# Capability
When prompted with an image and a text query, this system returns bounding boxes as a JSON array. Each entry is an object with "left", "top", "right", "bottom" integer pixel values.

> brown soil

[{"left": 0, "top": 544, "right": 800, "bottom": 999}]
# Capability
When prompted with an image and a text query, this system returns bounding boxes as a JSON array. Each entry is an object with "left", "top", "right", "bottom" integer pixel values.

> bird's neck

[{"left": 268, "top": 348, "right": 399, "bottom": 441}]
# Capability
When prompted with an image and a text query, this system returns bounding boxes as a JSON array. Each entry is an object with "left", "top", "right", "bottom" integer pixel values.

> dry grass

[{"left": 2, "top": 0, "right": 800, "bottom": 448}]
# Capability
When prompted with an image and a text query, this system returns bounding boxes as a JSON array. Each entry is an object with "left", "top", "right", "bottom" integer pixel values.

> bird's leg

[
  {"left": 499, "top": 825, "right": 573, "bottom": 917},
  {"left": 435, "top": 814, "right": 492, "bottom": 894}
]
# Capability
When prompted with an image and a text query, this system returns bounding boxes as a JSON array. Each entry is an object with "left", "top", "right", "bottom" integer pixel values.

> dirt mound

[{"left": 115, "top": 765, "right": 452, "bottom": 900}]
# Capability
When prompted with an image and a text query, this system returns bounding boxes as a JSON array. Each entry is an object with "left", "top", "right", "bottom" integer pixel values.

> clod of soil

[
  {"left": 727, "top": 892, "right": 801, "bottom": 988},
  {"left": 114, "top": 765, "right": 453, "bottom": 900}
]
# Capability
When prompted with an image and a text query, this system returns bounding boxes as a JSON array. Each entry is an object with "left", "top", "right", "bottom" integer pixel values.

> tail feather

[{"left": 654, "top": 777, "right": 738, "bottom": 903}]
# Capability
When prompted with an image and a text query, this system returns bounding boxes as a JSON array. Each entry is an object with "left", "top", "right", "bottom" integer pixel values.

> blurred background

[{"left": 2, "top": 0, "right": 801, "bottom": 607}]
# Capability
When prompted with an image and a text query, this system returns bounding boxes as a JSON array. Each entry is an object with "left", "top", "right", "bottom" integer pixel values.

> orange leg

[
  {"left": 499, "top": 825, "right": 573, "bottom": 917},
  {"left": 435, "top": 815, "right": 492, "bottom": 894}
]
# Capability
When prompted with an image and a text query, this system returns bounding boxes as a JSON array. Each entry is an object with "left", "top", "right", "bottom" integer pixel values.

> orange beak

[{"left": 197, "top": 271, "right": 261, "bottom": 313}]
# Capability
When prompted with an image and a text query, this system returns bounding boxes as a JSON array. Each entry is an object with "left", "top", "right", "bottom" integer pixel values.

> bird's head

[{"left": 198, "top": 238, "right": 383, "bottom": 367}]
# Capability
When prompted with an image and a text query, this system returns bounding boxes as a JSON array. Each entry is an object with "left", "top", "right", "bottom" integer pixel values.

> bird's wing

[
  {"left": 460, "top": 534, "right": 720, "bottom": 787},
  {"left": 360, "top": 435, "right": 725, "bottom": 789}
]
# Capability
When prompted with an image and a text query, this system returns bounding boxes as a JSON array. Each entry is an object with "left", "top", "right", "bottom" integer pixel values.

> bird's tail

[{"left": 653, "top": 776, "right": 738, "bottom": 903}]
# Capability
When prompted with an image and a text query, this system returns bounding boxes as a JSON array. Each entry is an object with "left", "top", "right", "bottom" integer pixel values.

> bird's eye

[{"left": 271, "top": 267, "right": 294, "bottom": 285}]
════
→ TASK DIRECTIONS
The records must be given again in full, exactly as they were written.

→ SOLUTION FOR THIS EXERCISE
# Capability
When prompted with an image and a text query, this system returns bounding boxes as a JSON array. Each entry is an object with "left", "top", "right", "bottom" integer pixel values.

> brown soil

[{"left": 0, "top": 544, "right": 800, "bottom": 999}]
# Capability
When prompted with an image and a text query, this system returns bounding boxes as a JSON array. Each entry is an object with "left", "top", "right", "bottom" integer pixel values.

> bird's neck

[{"left": 268, "top": 348, "right": 399, "bottom": 441}]
# Capability
When prompted with an image and a text query, this system returns bounding boxes as a JSON array. Each entry is an object with "left", "top", "right", "bottom" integer pixel values.

> dry grass

[{"left": 2, "top": 0, "right": 800, "bottom": 448}]
# Capability
When prompted with an image and a text query, this system returns bounding boxes as a JSON array. Each entry is an object with "left", "top", "right", "bottom" integer pixel values.

> bird's leg

[
  {"left": 499, "top": 825, "right": 573, "bottom": 917},
  {"left": 435, "top": 814, "right": 492, "bottom": 894}
]
# Capability
When prompted with an image and a text query, this system returns bounding boxes as a JSON array. Each entry is an object with "left", "top", "right", "bottom" integer pixel values.

> dirt mound

[{"left": 115, "top": 765, "right": 452, "bottom": 900}]
# Capability
When prompted with an image and a text query, this system returns bounding boxes as a JSON array. Each entry is an object with "left", "top", "right", "bottom" integer pixel values.

> clod of soil

[
  {"left": 727, "top": 892, "right": 801, "bottom": 988},
  {"left": 114, "top": 765, "right": 453, "bottom": 900}
]
# Capability
When prompted with an image and a text query, this system returns bounding boxes as a JSON array. Each entry is an object with "left", "top", "right", "bottom" integer pixel values.

> tail feather

[{"left": 654, "top": 777, "right": 738, "bottom": 903}]
# Capability
When prompted with an image and a text query, this system returns bounding boxes as a JSON array. Each entry is an object with "left", "top", "right", "bottom" integer pixel values.

> blurred background

[{"left": 2, "top": 0, "right": 801, "bottom": 607}]
# Capability
When prompted with an image and a text query, this system returns bounding boxes as a JSON array. Each entry is an object with "left", "top", "right", "bottom" integer pixel values.

> orange leg

[
  {"left": 499, "top": 825, "right": 573, "bottom": 917},
  {"left": 435, "top": 815, "right": 492, "bottom": 894}
]
# Capability
When prompted with an image and a text query, this system returns bounding boxes as a JSON array. Each entry is an object with "left", "top", "right", "bottom" integer pixel values.

> orange beak

[{"left": 197, "top": 271, "right": 261, "bottom": 313}]
# Capability
When prompted with an image and a text query, this system returns bounding boxes as a JSON array. Each entry is an object with "left", "top", "right", "bottom" integer pixel values.

> bird's head

[{"left": 198, "top": 238, "right": 383, "bottom": 367}]
# Capability
When prompted with an image and a text query, this system returns bounding boxes as a JSON array. Each entry is an object with "left", "top", "right", "bottom" integer pixel values.

> bird's wing

[
  {"left": 460, "top": 534, "right": 720, "bottom": 787},
  {"left": 360, "top": 435, "right": 725, "bottom": 789}
]
# Capability
When prompted with an image and a text query, this system returns bounding boxes as a JSON array. Each entry is an object with "left", "top", "right", "bottom" integer pixel values.

> bird's tail

[{"left": 653, "top": 776, "right": 738, "bottom": 903}]
# Capability
When prompted with an image and a text query, this system returns bounding boxes as a JSON array. Each entry is an object with "left", "top", "right", "bottom" integer pixel values.

> bird's eye

[{"left": 271, "top": 267, "right": 294, "bottom": 285}]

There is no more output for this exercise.